- [What is expected]: Pictures stay out of the copy; set down each line of the listing below exactly.

- [Supplied entries]:
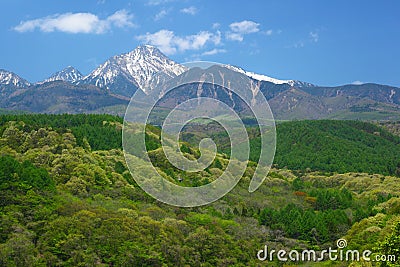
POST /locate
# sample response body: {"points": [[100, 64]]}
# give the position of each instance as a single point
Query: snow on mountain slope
{"points": [[136, 67], [10, 78], [69, 74]]}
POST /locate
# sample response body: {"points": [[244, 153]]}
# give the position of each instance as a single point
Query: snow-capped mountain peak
{"points": [[261, 77], [10, 78], [135, 68], [69, 74]]}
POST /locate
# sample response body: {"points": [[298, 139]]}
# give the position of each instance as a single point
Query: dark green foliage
{"points": [[99, 216], [331, 199], [391, 246]]}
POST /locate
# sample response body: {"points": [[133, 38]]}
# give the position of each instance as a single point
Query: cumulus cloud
{"points": [[213, 52], [77, 23], [160, 15], [189, 10], [357, 83], [169, 43], [239, 29]]}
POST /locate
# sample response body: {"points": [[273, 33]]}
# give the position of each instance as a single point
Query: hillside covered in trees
{"points": [[67, 198]]}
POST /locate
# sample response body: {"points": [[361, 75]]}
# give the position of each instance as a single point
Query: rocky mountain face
{"points": [[69, 74], [109, 87]]}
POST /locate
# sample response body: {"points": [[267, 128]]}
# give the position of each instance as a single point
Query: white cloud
{"points": [[189, 10], [269, 32], [160, 15], [314, 36], [169, 43], [234, 36], [77, 23], [239, 29], [213, 52]]}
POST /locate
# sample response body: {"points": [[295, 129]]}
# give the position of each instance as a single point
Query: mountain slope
{"points": [[124, 74]]}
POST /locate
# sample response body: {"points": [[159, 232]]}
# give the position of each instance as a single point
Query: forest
{"points": [[68, 199]]}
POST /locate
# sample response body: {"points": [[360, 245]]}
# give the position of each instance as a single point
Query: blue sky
{"points": [[322, 42]]}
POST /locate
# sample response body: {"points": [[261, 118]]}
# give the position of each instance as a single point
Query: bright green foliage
{"points": [[68, 199]]}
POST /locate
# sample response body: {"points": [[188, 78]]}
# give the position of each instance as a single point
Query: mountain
{"points": [[10, 79], [124, 74], [69, 74]]}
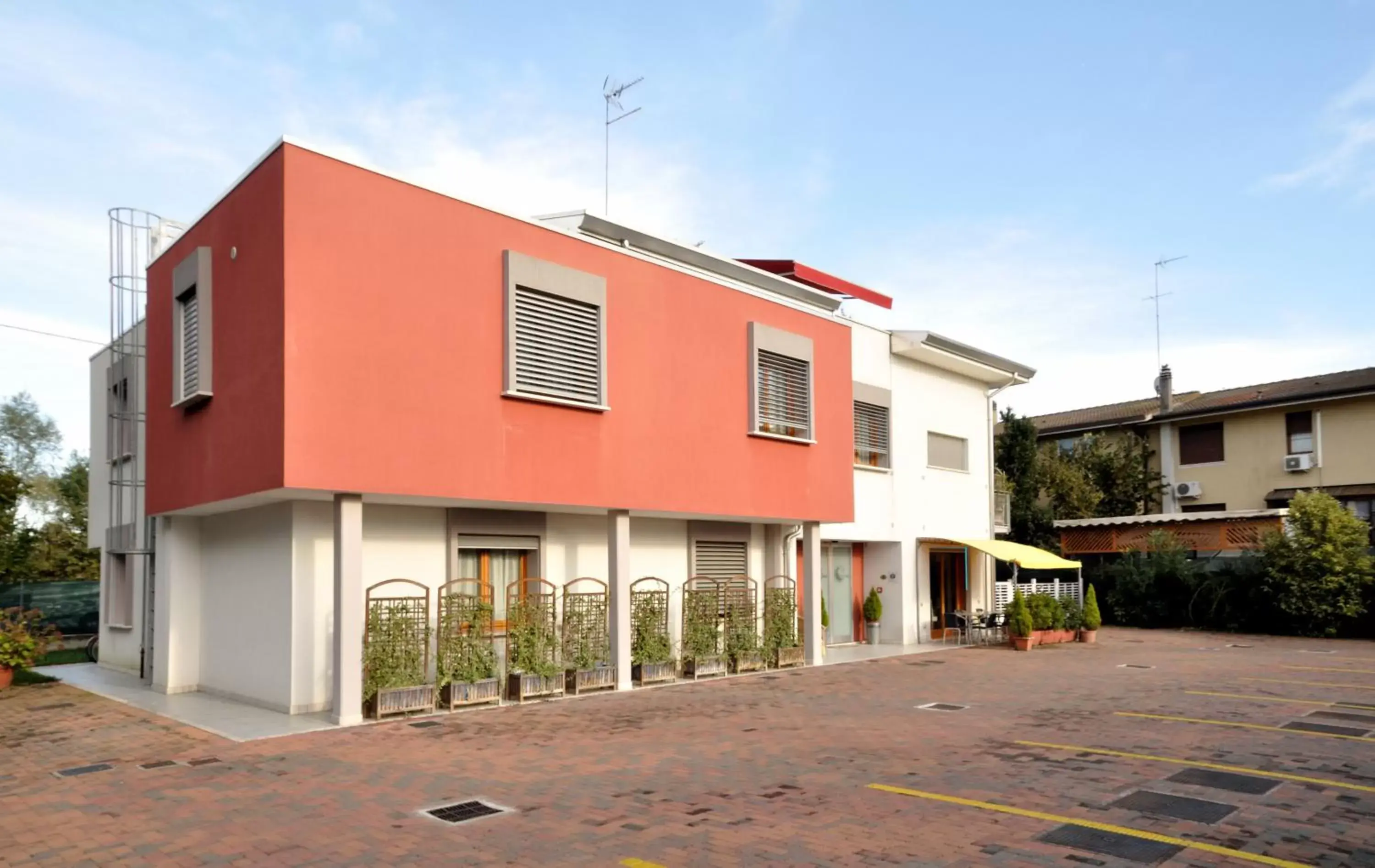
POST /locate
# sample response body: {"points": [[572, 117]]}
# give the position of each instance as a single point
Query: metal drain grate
{"points": [[465, 812], [1344, 716], [1226, 780], [1326, 728], [1111, 844], [1177, 807]]}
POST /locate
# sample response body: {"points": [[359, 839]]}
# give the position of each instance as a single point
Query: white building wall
{"points": [[247, 606]]}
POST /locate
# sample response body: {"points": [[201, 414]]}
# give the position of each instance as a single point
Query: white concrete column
{"points": [[176, 606], [812, 640], [348, 610], [618, 574]]}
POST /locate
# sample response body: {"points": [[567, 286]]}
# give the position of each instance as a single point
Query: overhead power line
{"points": [[66, 337]]}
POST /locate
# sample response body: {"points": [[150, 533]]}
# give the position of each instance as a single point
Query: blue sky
{"points": [[1007, 171]]}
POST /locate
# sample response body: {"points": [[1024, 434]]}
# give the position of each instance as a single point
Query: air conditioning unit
{"points": [[1298, 464], [1188, 490]]}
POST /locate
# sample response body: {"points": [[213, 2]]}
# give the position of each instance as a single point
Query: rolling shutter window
{"points": [[871, 435], [190, 344], [559, 351], [784, 395], [720, 560]]}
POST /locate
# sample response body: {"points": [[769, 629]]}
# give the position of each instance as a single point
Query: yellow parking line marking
{"points": [[1194, 720], [1333, 669], [1316, 684], [1094, 824], [1217, 767], [1300, 702]]}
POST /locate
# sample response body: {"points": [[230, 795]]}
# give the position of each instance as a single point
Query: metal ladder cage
{"points": [[586, 628], [465, 625], [703, 606], [531, 609]]}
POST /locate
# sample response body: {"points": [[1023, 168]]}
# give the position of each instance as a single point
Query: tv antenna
{"points": [[611, 93], [1157, 296]]}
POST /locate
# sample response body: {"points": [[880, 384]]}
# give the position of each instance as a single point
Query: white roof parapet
{"points": [[1172, 518]]}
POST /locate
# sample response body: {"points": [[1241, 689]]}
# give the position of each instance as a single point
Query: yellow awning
{"points": [[1019, 555]]}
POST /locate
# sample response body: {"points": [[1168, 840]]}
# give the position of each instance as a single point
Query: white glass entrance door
{"points": [[836, 576]]}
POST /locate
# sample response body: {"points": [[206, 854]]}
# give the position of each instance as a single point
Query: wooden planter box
{"points": [[399, 701], [458, 694], [654, 673], [748, 662], [526, 686], [704, 668], [581, 680]]}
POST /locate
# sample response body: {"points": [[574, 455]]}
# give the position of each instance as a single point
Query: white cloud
{"points": [[1349, 161]]}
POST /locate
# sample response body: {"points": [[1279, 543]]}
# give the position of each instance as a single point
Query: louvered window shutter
{"points": [[190, 346], [784, 395], [720, 560], [871, 435], [559, 348]]}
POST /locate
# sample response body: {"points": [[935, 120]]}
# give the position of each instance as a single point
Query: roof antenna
{"points": [[1157, 297], [611, 93]]}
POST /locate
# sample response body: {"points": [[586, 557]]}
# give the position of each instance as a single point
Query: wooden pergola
{"points": [[1201, 532]]}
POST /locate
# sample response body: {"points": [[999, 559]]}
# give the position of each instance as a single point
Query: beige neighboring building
{"points": [[1249, 448]]}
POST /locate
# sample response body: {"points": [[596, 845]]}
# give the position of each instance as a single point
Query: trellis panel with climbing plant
{"points": [[740, 615], [531, 640], [396, 648], [465, 654], [588, 637], [651, 648], [703, 606], [781, 643]]}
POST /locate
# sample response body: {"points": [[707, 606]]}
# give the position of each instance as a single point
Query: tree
{"points": [[29, 442], [1318, 570]]}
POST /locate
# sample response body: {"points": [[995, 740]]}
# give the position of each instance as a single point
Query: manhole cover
{"points": [[464, 812], [73, 772], [1344, 716], [1327, 728], [1226, 780], [1111, 844], [1177, 807]]}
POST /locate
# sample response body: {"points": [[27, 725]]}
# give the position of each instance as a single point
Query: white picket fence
{"points": [[1058, 589]]}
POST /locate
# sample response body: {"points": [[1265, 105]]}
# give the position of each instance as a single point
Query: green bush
{"points": [[1318, 570], [1092, 620], [874, 607], [1019, 617]]}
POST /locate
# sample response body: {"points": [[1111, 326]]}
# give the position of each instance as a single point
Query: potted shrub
{"points": [[872, 614], [781, 647], [1092, 620], [1019, 622], [24, 639], [651, 653]]}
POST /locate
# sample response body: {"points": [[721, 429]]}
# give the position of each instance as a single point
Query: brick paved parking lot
{"points": [[768, 769]]}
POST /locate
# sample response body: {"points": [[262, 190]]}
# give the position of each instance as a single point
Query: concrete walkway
{"points": [[223, 717]]}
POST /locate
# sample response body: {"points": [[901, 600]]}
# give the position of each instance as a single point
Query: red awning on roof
{"points": [[819, 280]]}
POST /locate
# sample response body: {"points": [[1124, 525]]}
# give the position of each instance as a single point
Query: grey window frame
{"points": [[875, 398], [553, 280], [795, 347], [193, 275]]}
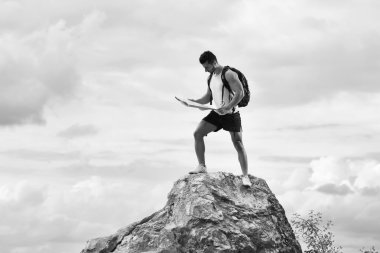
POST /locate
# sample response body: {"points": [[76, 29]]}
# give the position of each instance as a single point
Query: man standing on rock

- [Response for this exercise]:
POST /locate
# sample response body: {"points": [[100, 64]]}
# give the position of each instance as a single point
Query: snow on mountain slope
{"points": [[136, 67], [10, 78], [69, 74]]}
POST /locate
# sample response body: {"points": [[244, 153]]}
# give the position of each instance as a single point
Query: snow-capped mountain peak
{"points": [[261, 77], [10, 78], [135, 68], [69, 74]]}
POST /locate
# sample response body: {"points": [[298, 139]]}
# give the position of each instance as a single point
Query: dark green foliage
{"points": [[99, 216], [331, 199], [391, 246]]}
POST /locate
# sample response body: {"points": [[133, 38]]}
# give the position of each instance as a single point
Query: cumulus cloud
{"points": [[213, 52], [77, 23], [160, 15], [189, 10], [357, 83], [169, 43], [239, 29]]}
POST /locate
# sample response body: {"points": [[273, 33]]}
# give the position of each instance as a single point
Query: hillside covered in trees
{"points": [[67, 198]]}
POST /locate
# sample response body: {"points": [[361, 75]]}
# give the position of each instance as a single point
Query: rocky mountain face
{"points": [[69, 74], [109, 87]]}
POST /locate
# sample response body: {"points": [[267, 128]]}
# give the position of each instance as a single point
Query: white cloud
{"points": [[189, 10], [269, 32], [160, 15], [314, 36], [169, 43], [234, 36], [77, 23], [239, 29], [213, 52]]}
POST /locate
# sample response body: {"points": [[295, 129]]}
# give the position of each instance as a single point
Query: mountain slope
{"points": [[124, 74]]}
POST /locate
# sample response body: {"points": [[159, 232]]}
# give the position of each instance as a single point
Query: forest
{"points": [[68, 199]]}
POST /locate
# sample response body: {"points": [[360, 245]]}
# give the position of each instance as a single point
Query: blue sky
{"points": [[322, 42]]}
POST /locate
# sample response body: {"points": [[261, 118]]}
# give the position of each instance as a single point
Query: bright green foliage
{"points": [[68, 199]]}
POST /locate
# sample response body: {"points": [[188, 78]]}
# give the position of each instance as a single point
Query: mountain
{"points": [[10, 79], [124, 74], [69, 74]]}
POST /locate
# sample response body: {"points": [[572, 117]]}
# give the position of each instance as a single point
Query: metal drain grate
{"points": [[465, 812], [1344, 716], [1226, 780], [1326, 728], [1111, 844], [1177, 807]]}
POST /locate
# sample response body: {"points": [[359, 839]]}
# give the position of each instance as a single point
Query: white building wall
{"points": [[247, 606]]}
POST /locate
# sample response body: {"points": [[201, 414]]}
# give the position of each instance as a single point
Query: white concrete column
{"points": [[176, 606], [812, 640], [348, 610], [618, 574]]}
POST /locate
# sample response body: {"points": [[567, 286]]}
# give the position of each instance as a single point
Query: overhead power line
{"points": [[66, 337]]}
POST /locate
# sample response body: {"points": [[150, 533]]}
# give the position of each instance as a single point
Query: blue sky
{"points": [[1007, 171]]}
POST /locate
# sample response body: {"points": [[1024, 434]]}
# give the position of each instance as a single point
Query: air conditioning unit
{"points": [[1298, 464], [1188, 490]]}
POST /locate
# sample response body: {"points": [[213, 2]]}
# give the position of each instance as a single point
Query: rolling shutter window
{"points": [[871, 435], [190, 344], [559, 351], [784, 395], [720, 560]]}
POST /locate
# sample response body: {"points": [[769, 629]]}
# give the position of each instance as a single point
Query: yellow parking line marking
{"points": [[1194, 720], [1333, 669], [1316, 684], [1094, 824], [1217, 767], [1300, 702]]}
POST /locate
# sample response body: {"points": [[230, 795]]}
# give the position of each instance as a single point
Query: metal ladder cage
{"points": [[586, 628], [465, 625], [703, 606], [531, 609]]}
POST /locate
# sample response body: {"points": [[1023, 168]]}
# give the position of each instance as a single point
Query: tv antenna
{"points": [[611, 93], [1157, 296]]}
POST /locate
# sample response body: {"points": [[880, 384]]}
# give the position of each instance as a single point
Query: white roof parapet
{"points": [[1172, 518]]}
POST /locate
# sample response body: {"points": [[1241, 689]]}
# give the position of each instance as a single point
Query: yellow awning
{"points": [[1019, 555]]}
POST /locate
# sample response body: {"points": [[1168, 840]]}
# give the position of each instance as a single point
Query: white glass entrance door
{"points": [[836, 576]]}
POST /locate
# sample response body: {"points": [[206, 854]]}
# give the position of each instance as a single point
Query: wooden planter box
{"points": [[399, 701], [458, 694], [654, 673], [748, 662], [526, 686], [704, 668], [581, 680]]}
POST /locate
# sample response body: {"points": [[574, 455]]}
# give the position of each instance as a single point
Query: white cloud
{"points": [[1349, 161]]}
POST /locate
# sample response body: {"points": [[1279, 543]]}
# give the position of each instance as a single point
Query: louvered window shutter
{"points": [[190, 346], [784, 395], [720, 560], [871, 435], [559, 348]]}
POST /locate
# sample response body: {"points": [[935, 120]]}
# give the position of each instance as a single point
Query: roof antenna
{"points": [[1157, 297], [611, 93]]}
POST /locate
# sample response body: {"points": [[586, 557]]}
# give the position of each instance as a single point
Query: wooden pergola
{"points": [[1201, 532]]}
POST /locate
# sample response body: {"points": [[999, 559]]}
# give the position of each instance as a single point
Query: beige neighboring building
{"points": [[1249, 448]]}
POST /locate
# sample response body: {"points": [[596, 845]]}
# give the position of each instance as a single point
Query: trellis panel with climbing plant
{"points": [[740, 615], [531, 640], [396, 648], [465, 654], [588, 637], [651, 648], [703, 606], [781, 643]]}
POST /locate
# sample response body: {"points": [[707, 606]]}
# give the position of each instance as a single point
Query: tree
{"points": [[29, 442], [1318, 570]]}
POST /locate
# sample response body: {"points": [[995, 740]]}
# give the position of each instance as a single point
Query: manhole cover
{"points": [[464, 812], [73, 772], [1344, 716], [1327, 728], [1226, 780], [1111, 844], [1177, 807]]}
POST /locate
# sample response body: {"points": [[27, 725]]}
# give the position of each instance as a single point
Query: white picket fence
{"points": [[1058, 589]]}
POST /locate
# sample response body: {"points": [[1265, 105]]}
# give the position of each instance as a single point
Query: green bush
{"points": [[1318, 570], [1092, 620], [874, 607], [1019, 617]]}
POST /locate
# sample response body: {"points": [[1111, 326]]}
# give the position of each instance as a single point
Query: potted shrub
{"points": [[872, 614], [781, 647], [1092, 620], [1019, 622], [24, 639], [651, 653]]}
POST /locate
# sample response body: {"points": [[721, 429]]}
# give the position of each instance as a single point
Query: brick paved parking lot
{"points": [[768, 769]]}
POST /locate
# sample response body: {"points": [[262, 190]]}
# give the position of each instance as a single point
Query: concrete walkway
{"points": [[223, 717]]}
POST /locate
# sample response body: {"points": [[901, 600]]}
# give the position of each instance as a single point
Query: red awning on roof
{"points": [[819, 280]]}
POST /locate
# sample response body: {"points": [[1124, 525]]}
# give the position of each instance as a single point
Query: grey window frame
{"points": [[875, 398], [553, 280], [795, 347], [193, 275]]}
POST /locate
# sample response body: {"points": [[76, 29]]}
# give the position of each instance as a single point
Query: man standing on rock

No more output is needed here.